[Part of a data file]
------

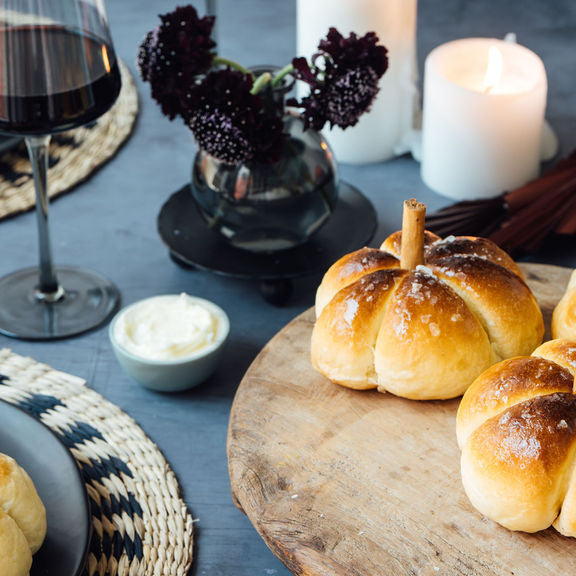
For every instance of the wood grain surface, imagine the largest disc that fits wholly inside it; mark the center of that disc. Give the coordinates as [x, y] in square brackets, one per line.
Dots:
[355, 483]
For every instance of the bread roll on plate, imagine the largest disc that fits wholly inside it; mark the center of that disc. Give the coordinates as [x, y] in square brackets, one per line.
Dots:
[516, 426]
[564, 315]
[20, 501]
[424, 333]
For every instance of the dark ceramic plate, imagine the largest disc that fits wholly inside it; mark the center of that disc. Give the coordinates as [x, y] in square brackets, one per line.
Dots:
[192, 243]
[59, 484]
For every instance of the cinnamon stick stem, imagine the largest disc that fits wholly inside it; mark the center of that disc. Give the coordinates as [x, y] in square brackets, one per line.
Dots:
[413, 224]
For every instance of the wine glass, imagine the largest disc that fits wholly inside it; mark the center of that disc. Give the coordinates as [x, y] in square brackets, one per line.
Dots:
[58, 70]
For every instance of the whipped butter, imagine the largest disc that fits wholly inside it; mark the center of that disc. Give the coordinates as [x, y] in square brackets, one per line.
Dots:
[167, 327]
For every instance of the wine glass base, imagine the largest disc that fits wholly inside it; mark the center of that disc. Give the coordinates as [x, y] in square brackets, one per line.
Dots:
[89, 300]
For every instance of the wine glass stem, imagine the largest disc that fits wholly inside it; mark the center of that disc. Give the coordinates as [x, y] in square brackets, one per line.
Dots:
[48, 288]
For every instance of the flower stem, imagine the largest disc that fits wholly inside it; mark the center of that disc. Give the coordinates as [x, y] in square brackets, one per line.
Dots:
[288, 69]
[260, 82]
[234, 65]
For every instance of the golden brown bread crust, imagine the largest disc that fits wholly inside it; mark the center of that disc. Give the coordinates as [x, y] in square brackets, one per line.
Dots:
[516, 426]
[345, 333]
[479, 311]
[350, 268]
[501, 300]
[472, 246]
[424, 309]
[15, 555]
[564, 315]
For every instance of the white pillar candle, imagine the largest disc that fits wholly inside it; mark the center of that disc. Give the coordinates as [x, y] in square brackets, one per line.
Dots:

------

[Task instructions]: Arrange every line of the rows above as a numbered list, skipping blank lines. Leave the pictures out of your answer.

[Output for this exercise]:
1. For every instance of the wood grain surface, imagine the largest disc that fits wholly inside it; mark the center of that disc. Give the coordinates as [x, y] in square brackets, one per line.
2. Dots:
3. [355, 483]
4. For every instance of the bread roll on plate, imagine the largest disc that fits wholly inside it; mark the center of that disc. Give the coordinates as [x, y] in square brackets, one per line.
5. Dots:
6. [516, 426]
7. [564, 315]
8. [20, 501]
9. [424, 333]
10. For every instance of the dark ceramic plate, imagine the largest disc that fits wholly inside it; mark the center of that disc. Give the coordinates as [x, y] in square brackets, one per line.
11. Dots:
12. [192, 243]
13. [59, 484]
14. For every instance of the cinnamon stick stem, imagine the largest disc that fits wholly inside it; mark the center of that disc. Give the coordinates as [x, y] in square brackets, one per line.
15. Dots:
16. [413, 224]
17. For every instance of the wine glass, imagine the largest disc that fits wholly inside it; mark the center of that disc. Give the coordinates as [x, y] in square brackets, one per line.
18. Dots:
19. [58, 70]
20. For every instance of the whipped butter, imagine the largest disc that fits wholly inside it; mark the center of that disc. Give the coordinates as [x, y] in square brackets, one per line.
21. Dots:
22. [167, 327]
23. For every instance of the wine glass base, imagine the largest disc that fits wholly inside it; mark the center of that disc. Give the coordinates as [x, y] in square brackets, one per line.
24. Dots:
25. [89, 300]
26. For every instance of the wine glass stem, imagine the largest disc that fits wholly inside it; mark the center of that disc. Give the coordinates as [x, y] in square brackets, one per line.
27. Dots:
28. [48, 288]
29. For every instance of the flower stem, imagine the largest disc that fits wholly inside it; mark the center of that disc. Give the coordinates as [x, y] in square brackets, one per line.
30. Dots:
31. [288, 69]
32. [260, 82]
33. [234, 65]
34. For every instance of the golden brown bread crust, imagine the largest disc that fits wholly inside it; mark the center of that disc. Give the coordinates as [x, y] in square brackets, one per line.
35. Dots:
36. [516, 426]
37. [345, 333]
38. [479, 311]
39. [350, 268]
40. [501, 300]
41. [472, 246]
42. [424, 309]
43. [15, 555]
44. [564, 315]
45. For every instance of the white pillar candle, imagine the largest disc that fits wholly inside it; mark the center of that disc. Give the coordinates as [x, y] in square brackets, one per line.
46. Dots:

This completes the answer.